#### Exercise aim
What you hand back must match the records word for word, with no pictures.

#### Information
=-=-=

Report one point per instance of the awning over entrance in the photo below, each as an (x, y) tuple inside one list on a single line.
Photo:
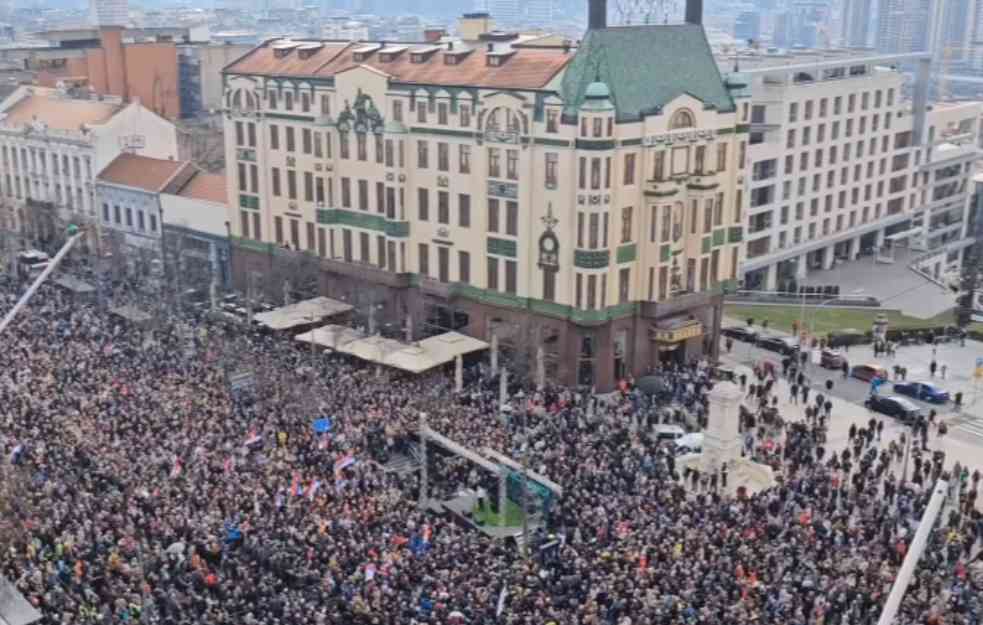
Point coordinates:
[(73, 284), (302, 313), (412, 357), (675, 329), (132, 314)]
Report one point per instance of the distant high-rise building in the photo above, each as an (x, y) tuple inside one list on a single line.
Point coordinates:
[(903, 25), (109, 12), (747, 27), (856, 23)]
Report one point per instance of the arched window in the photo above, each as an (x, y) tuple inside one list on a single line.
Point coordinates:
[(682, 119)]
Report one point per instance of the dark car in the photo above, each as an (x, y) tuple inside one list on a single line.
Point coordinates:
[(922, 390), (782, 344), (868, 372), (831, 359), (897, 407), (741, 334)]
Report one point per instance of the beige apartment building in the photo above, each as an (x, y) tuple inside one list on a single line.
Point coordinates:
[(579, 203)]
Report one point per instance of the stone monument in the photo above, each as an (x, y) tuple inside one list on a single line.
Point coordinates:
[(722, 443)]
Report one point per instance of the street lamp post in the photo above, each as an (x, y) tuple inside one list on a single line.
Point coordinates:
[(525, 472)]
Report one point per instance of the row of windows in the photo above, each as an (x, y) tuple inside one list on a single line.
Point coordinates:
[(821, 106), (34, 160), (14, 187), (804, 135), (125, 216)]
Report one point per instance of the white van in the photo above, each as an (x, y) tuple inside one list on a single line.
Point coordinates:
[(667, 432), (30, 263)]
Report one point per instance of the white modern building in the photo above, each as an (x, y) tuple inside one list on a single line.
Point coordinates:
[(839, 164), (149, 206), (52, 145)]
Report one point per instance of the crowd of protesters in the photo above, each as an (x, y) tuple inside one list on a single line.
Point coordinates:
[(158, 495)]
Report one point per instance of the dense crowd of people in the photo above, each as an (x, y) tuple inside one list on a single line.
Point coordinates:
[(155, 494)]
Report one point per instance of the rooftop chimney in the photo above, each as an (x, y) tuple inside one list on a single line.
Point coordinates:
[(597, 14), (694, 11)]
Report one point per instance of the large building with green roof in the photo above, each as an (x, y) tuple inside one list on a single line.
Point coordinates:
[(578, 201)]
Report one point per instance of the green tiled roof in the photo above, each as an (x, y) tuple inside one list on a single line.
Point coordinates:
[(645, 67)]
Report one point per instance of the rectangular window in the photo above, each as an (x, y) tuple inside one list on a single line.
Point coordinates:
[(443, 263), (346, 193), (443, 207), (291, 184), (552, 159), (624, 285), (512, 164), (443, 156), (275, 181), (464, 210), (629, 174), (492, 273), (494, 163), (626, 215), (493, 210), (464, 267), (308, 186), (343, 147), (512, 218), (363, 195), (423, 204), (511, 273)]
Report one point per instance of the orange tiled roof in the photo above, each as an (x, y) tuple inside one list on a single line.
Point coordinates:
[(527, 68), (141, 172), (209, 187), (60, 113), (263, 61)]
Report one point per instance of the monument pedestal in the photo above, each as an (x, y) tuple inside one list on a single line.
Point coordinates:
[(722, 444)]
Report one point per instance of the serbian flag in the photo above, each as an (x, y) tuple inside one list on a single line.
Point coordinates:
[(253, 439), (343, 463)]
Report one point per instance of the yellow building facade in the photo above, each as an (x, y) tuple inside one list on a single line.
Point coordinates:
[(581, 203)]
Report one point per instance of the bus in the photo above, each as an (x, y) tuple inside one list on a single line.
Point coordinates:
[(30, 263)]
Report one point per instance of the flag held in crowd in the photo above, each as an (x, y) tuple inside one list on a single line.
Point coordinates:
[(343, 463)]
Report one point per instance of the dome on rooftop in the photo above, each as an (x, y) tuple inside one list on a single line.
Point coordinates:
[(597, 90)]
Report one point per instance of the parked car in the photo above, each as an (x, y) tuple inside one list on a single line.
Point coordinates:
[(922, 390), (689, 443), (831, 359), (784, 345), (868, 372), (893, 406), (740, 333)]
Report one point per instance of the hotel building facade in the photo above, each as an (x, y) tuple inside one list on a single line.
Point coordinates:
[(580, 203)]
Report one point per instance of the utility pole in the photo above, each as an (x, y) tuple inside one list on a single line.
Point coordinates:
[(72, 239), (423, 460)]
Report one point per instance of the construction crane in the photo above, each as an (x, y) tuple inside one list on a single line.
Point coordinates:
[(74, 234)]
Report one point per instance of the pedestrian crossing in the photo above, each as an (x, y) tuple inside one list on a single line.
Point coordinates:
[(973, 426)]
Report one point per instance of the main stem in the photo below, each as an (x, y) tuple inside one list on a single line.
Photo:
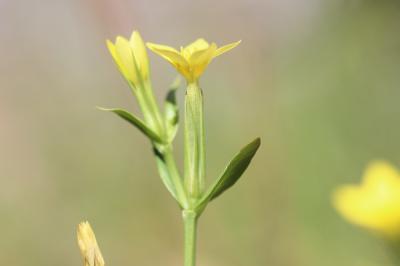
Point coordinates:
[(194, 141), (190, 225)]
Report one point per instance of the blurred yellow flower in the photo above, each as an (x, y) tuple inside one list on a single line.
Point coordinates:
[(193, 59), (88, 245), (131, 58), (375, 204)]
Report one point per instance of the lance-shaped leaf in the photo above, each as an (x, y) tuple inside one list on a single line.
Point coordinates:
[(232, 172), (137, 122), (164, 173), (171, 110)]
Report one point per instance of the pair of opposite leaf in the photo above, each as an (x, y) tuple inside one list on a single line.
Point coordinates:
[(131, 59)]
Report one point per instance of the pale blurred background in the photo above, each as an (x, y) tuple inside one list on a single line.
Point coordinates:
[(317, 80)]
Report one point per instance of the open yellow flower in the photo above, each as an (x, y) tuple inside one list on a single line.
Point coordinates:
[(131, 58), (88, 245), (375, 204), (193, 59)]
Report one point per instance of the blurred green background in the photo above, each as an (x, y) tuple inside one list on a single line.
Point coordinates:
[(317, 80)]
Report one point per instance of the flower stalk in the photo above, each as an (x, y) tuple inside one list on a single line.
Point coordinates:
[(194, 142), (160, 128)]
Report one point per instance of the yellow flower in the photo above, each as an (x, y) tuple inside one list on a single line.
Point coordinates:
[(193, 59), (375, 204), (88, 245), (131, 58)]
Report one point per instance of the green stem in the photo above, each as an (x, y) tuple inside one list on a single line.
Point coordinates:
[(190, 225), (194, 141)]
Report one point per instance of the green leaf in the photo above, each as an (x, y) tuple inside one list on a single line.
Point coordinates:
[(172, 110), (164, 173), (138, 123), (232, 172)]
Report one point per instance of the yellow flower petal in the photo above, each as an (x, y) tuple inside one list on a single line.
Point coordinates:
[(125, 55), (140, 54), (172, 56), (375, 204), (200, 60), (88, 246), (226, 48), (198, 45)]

=-=-=

#### Task output
Report one point per instance of the awning over entrance in the photo below, each as an (x, y) tuple inside one list on a single line.
Photo:
Point coordinates:
[(73, 284), (302, 313), (412, 357), (675, 329), (132, 314)]
Report one point per instance of the distant high-rise building in the photo above, each as an (x, y) tuple inside one list on a single line.
Point coordinates:
[(903, 25), (109, 12), (747, 27), (856, 23)]
Report one point per instance of the arched window in the photo above, each as an (x, y) tuple inside one list on a single line.
Point coordinates:
[(682, 119)]
Report one point per instance of the dark car in the photo above, each as an (x, y) tuple inside one list on a single line.
Point coordinates:
[(922, 390), (782, 344), (868, 372), (831, 359), (897, 407), (741, 334)]
Report one point per instance of the beige apartment building in the photo above, each as an (x, y) tuple inside one list on a single line.
Point coordinates:
[(579, 203)]
Report one point per instance of the stone monument in the photo above, each as an (x, y) tuple inside one list on a single line.
Point coordinates:
[(722, 443)]
Report one point per instance of the street lamp post in the photo above, each as an (x, y) tuple inside one list on a single line.
Point coordinates:
[(525, 472)]
Report one point per instance of the row of windows in the photo above, each as an (x, y) tuple inside one list on a single line.
Point coordinates:
[(821, 106), (34, 160), (14, 187), (804, 135), (125, 216)]
Report one point per instance of the white van in the photo above, each as an (x, y) tuple inside one list on a single line.
Point coordinates:
[(667, 432), (30, 263)]
Report one point per instance of the white modern building in the photo above, each as an (x, y) tuple inside one list on a single line.
Point coordinates:
[(839, 164), (149, 206), (52, 145)]
Report one point per instance of the crowd of protesters in the photo above, each as an (x, y) tuple inside one list on a single line.
Point coordinates:
[(158, 495)]
Report one point per instance of the dense crowd of people in the photo above, each as an (x, y) tuple inside one list on a single line.
Point coordinates:
[(155, 494)]
Report one point per instance of the rooftop chimney in the photo above, each as an (x, y) tuple inside one list on a single line.
Point coordinates:
[(597, 14), (694, 11)]
Report one point per instance of the large building with green roof in the photo above, each as an (x, y) tuple inside one list on a single line.
Point coordinates:
[(578, 201)]
Report one point per instance of the green tiled roof in the photo above, each as an (x, y) tuple inside one list on a single line.
Point coordinates:
[(645, 67)]
Report one point per instance of the rectangular window in the photo above, each as an (x, y) tuple inside one list on a single line.
Point coordinates:
[(443, 263), (346, 193), (443, 207), (291, 184), (552, 159), (624, 285), (512, 164), (443, 156), (275, 181), (464, 210), (629, 174), (492, 273), (494, 163), (626, 215), (493, 210), (464, 267), (308, 186), (343, 147), (512, 218), (363, 195), (423, 204), (511, 273)]
Report one point per instance of the orange tiled roof in the photo above, each as an (x, y) tuple inside one list on a single line.
Point coordinates:
[(527, 68), (141, 172), (209, 187), (60, 113), (263, 61)]
Report one point per instance of the monument pedestal in the photo above, each as an (x, y) tuple inside one list on a single line.
Point coordinates:
[(722, 444)]
Report one point per instance of the serbian flag in the photo above, each as an (x, y) tuple inside one list on a single line.
Point coordinates:
[(253, 439), (343, 463)]
Report one point per instance of the yellow building facade in the photo above, each as an (x, y) tuple inside one list on a single line.
Point coordinates:
[(581, 203)]
Report one point per instance of the bus in the photo above, each as an (x, y) tuple inside one list on a single line.
Point coordinates:
[(30, 263)]
Report one point per instance of the flag held in crowd in the photo above, each as an (x, y) tuple inside one list on a single line.
Point coordinates:
[(343, 463)]
Report one point per instance of the dome on rooftop in the photo above, each as an (x, y) tuple inside one list on a single line.
Point coordinates:
[(597, 90)]
Report one point per instance of the parked car in the photo above, each as an (x, y) tuple inside one list on a single line.
Point coordinates:
[(922, 390), (689, 443), (831, 359), (784, 345), (868, 372), (893, 406), (740, 333)]
Report one point per instance of the hotel building facade in the photo above, each as an (x, y) tuple inside one list on a single line.
Point coordinates:
[(580, 203)]
Report one point per instance of the utility pole in the photo above, each as an (x, y) tuple inside one list on a single line.
Point coordinates:
[(72, 239), (423, 460)]
Report one point per instance of the construction crane in the photo above, each as an (x, y) tuple inside one list on a single line.
Point coordinates:
[(74, 234)]
Report one point per instance of the pedestrian crossing in the photo above, each as an (x, y) tuple inside one list on a single line.
Point coordinates:
[(973, 426)]
Report one point per instance of the main stem in the photo below, each as an (x, y) tuple inside one list on a single line.
Photo:
Point coordinates:
[(194, 141), (190, 225)]
Report one point per instance of the blurred yellow flower in the photo above, each as an (x, y) tuple inside one list on a single line.
Point coordinates:
[(193, 59), (88, 245), (131, 58), (375, 204)]
Report one point per instance of the lance-shaped leaf in the photo above, each as an (x, y) tuple inside one list on a single line.
Point coordinates:
[(232, 172), (137, 122), (164, 173), (171, 110)]
Report one point per instance of the pair of opposite leaf in the photo above, each as an (x, y) tuple inside one list on a single line.
Point coordinates:
[(131, 59)]
Report one point per instance of the pale blurred background in the photo above, each as an (x, y) tuple inside one list on a single line.
Point coordinates:
[(317, 80)]
Report one point per instance of the open yellow flower in the photo above, each as an (x, y) tuple inside one list on a single line.
Point coordinates:
[(131, 58), (88, 245), (375, 204), (193, 59)]
Report one point per instance of the blurred green background in the photo above, each as an (x, y) tuple inside one list on a single line.
Point coordinates:
[(317, 80)]
Report one point per instance of the flower stalk in the photo above, each as an (x, y) tuple inside one list on a single line.
Point coordinates:
[(194, 142), (160, 128)]
Report one point per instance of the yellow flower in the photo above, each as an (x, y) tuple inside one list on a single line.
Point coordinates:
[(193, 59), (375, 204), (88, 245), (131, 58)]
Report one point per instance of the green stem in the photo above, each as an (x, y) tuple inside one list on a single line.
Point coordinates:
[(190, 225), (194, 141)]
Report one point per instance of the green leaf in the photo above, each as an (x, y) tuple inside one list on a single line.
Point coordinates:
[(172, 110), (164, 173), (138, 123), (232, 172)]
Report one point per instance of the yellow flower petal in the photo above, each as an (x, y) tuple inside one list on a single line.
Point coordinates:
[(125, 55), (140, 54), (172, 56), (375, 204), (200, 60), (88, 246), (226, 48), (198, 45)]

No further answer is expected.